> SUPPLIED ENTRIES
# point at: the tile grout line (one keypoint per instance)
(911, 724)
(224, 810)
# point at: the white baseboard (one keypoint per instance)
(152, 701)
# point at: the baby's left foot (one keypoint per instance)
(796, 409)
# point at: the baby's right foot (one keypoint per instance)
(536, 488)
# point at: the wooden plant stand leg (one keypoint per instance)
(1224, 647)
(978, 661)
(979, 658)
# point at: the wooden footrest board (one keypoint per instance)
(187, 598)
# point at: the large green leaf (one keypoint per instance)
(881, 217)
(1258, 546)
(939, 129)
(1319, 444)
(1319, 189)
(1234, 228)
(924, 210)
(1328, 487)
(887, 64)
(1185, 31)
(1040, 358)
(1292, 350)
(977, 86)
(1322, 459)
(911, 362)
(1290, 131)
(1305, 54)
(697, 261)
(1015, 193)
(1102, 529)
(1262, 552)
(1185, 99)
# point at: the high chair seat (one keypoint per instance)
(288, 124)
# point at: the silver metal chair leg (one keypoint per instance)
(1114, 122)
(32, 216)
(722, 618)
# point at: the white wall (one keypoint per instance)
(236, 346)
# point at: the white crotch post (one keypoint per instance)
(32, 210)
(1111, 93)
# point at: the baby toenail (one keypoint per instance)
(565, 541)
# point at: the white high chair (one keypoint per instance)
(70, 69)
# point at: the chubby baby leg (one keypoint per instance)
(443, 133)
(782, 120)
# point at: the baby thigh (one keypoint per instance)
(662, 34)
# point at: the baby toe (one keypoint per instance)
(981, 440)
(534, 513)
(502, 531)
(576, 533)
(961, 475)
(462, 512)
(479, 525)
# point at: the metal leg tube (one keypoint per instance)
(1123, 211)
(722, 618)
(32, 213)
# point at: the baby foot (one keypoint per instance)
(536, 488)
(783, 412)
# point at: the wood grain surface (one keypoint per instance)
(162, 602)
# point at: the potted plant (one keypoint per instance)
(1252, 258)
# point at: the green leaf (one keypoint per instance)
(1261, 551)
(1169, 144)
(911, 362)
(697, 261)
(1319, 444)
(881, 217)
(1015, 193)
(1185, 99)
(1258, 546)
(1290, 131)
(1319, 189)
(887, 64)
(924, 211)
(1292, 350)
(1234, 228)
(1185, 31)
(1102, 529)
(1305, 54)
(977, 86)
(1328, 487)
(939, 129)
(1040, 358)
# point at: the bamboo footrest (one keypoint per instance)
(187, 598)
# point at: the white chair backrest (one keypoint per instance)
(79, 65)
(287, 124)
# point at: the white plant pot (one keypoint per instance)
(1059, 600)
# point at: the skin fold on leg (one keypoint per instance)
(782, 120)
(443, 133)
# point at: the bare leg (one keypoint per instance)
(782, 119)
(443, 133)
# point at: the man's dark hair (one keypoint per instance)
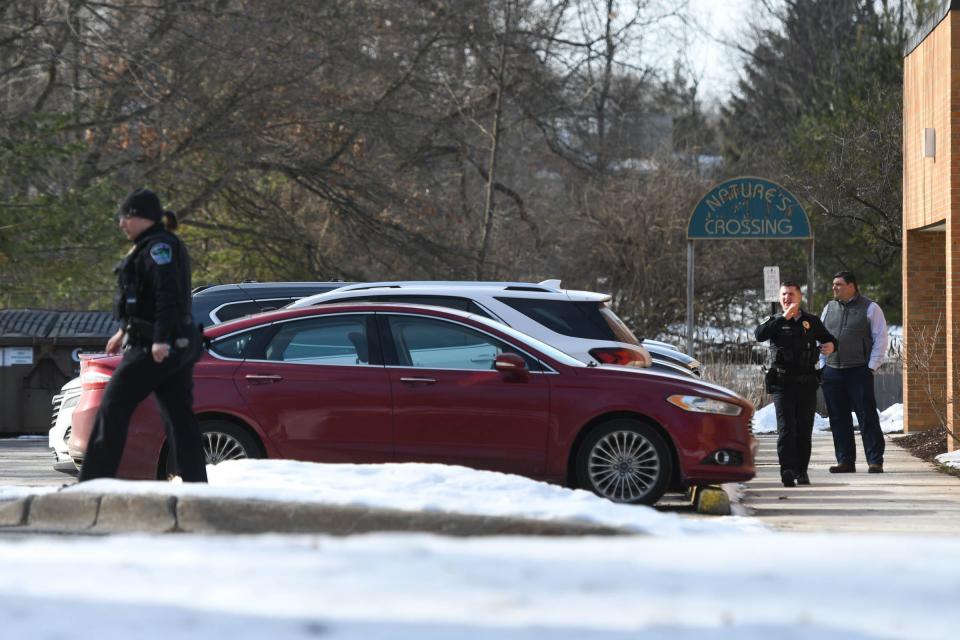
(791, 283)
(848, 277)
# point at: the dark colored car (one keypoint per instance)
(379, 382)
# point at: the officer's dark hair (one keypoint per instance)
(848, 277)
(791, 283)
(170, 222)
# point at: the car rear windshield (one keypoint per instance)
(590, 320)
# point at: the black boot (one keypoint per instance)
(788, 478)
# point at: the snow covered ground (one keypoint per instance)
(951, 459)
(891, 420)
(414, 487)
(423, 587)
(724, 578)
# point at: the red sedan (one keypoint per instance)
(369, 383)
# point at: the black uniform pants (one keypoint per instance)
(136, 378)
(796, 406)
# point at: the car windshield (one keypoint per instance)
(578, 319)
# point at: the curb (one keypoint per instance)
(121, 513)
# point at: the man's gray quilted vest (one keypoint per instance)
(849, 324)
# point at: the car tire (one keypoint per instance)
(221, 441)
(624, 461)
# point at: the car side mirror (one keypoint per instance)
(512, 366)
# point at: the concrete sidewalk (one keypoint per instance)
(911, 496)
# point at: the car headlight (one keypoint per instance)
(698, 404)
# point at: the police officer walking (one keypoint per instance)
(159, 339)
(792, 379)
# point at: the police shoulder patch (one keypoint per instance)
(161, 253)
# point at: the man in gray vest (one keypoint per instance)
(861, 332)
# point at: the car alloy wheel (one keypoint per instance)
(221, 441)
(218, 447)
(625, 461)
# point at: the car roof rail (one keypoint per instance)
(529, 288)
(555, 283)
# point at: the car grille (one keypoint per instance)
(57, 401)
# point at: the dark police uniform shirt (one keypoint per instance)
(153, 282)
(795, 342)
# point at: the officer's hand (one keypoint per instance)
(160, 351)
(114, 343)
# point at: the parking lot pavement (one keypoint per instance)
(911, 496)
(29, 462)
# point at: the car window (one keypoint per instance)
(436, 344)
(237, 345)
(590, 320)
(338, 340)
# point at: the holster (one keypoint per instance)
(773, 379)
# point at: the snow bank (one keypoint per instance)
(420, 587)
(422, 487)
(891, 420)
(951, 459)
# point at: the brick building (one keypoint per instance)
(931, 231)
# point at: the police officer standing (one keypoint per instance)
(792, 379)
(159, 339)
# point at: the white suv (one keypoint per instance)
(580, 323)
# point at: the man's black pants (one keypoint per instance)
(136, 378)
(796, 406)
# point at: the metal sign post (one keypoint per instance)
(747, 208)
(771, 286)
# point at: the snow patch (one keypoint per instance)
(422, 487)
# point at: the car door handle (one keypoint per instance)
(262, 378)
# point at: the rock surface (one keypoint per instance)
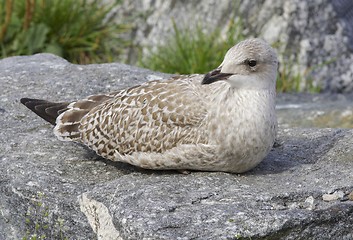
(64, 191)
(315, 36)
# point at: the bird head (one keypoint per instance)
(251, 64)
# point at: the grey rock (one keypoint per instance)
(314, 37)
(69, 192)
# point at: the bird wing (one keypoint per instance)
(152, 117)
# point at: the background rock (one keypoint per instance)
(316, 37)
(71, 193)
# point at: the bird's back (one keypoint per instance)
(152, 117)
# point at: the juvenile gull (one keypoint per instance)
(222, 121)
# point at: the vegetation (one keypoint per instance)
(190, 51)
(77, 30)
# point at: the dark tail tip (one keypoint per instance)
(49, 111)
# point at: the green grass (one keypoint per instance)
(77, 30)
(190, 51)
(200, 50)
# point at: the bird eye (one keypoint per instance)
(251, 63)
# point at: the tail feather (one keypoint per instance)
(65, 116)
(49, 111)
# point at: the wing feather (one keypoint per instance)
(155, 116)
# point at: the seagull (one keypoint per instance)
(220, 121)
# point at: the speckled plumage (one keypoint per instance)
(222, 121)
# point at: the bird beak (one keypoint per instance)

> TASK OBJECTIVE
Beginning with the line that contains "# point at: the vegetation", restate word for word each line through the last one in the data, and write nothing more.

> TASK RESULT
# point at: the vegetation (one keypoint per instance)
(190, 51)
(77, 30)
# point at: the dark tail tip (one keypoint per instance)
(49, 111)
# point at: the green grass (one keypoint per instance)
(77, 30)
(190, 51)
(200, 50)
# point at: the bird eye (one keypoint per instance)
(251, 63)
# point at: the tail feather (one keypoint per instance)
(65, 116)
(49, 111)
# point at: the wing feather (one keypoint per instance)
(155, 116)
# point at: the seagull (one keypoint per instance)
(220, 121)
# point at: the speckled plumage (one keypoint per instance)
(222, 121)
# point at: the bird beak (one keypoint per instance)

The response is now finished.